--- Problem requirements ---
Restate all entries exactly.

(Stored data entries)

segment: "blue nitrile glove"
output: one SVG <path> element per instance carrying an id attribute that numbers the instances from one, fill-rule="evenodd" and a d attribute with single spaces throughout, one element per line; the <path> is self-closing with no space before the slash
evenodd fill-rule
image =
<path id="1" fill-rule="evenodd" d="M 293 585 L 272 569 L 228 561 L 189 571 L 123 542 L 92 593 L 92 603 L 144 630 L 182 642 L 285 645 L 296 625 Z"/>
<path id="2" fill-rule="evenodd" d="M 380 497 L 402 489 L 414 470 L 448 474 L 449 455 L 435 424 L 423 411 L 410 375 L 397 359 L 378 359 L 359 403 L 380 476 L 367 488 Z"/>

--- Reply to the exercise ---
segment: "blue nitrile glove"
output: one SVG <path> element per instance carrying an id attribute that numbers the instances from one, fill-rule="evenodd" and a d attribute with single spaces throughout, one element per line; the <path> is self-closing with no space before the slash
evenodd fill-rule
image =
<path id="1" fill-rule="evenodd" d="M 293 585 L 272 569 L 228 561 L 189 571 L 123 542 L 92 593 L 92 603 L 144 630 L 182 642 L 285 645 L 296 625 Z"/>
<path id="2" fill-rule="evenodd" d="M 380 497 L 402 489 L 414 470 L 448 474 L 449 455 L 435 424 L 423 411 L 410 375 L 397 359 L 378 359 L 359 403 L 380 476 L 367 488 Z"/>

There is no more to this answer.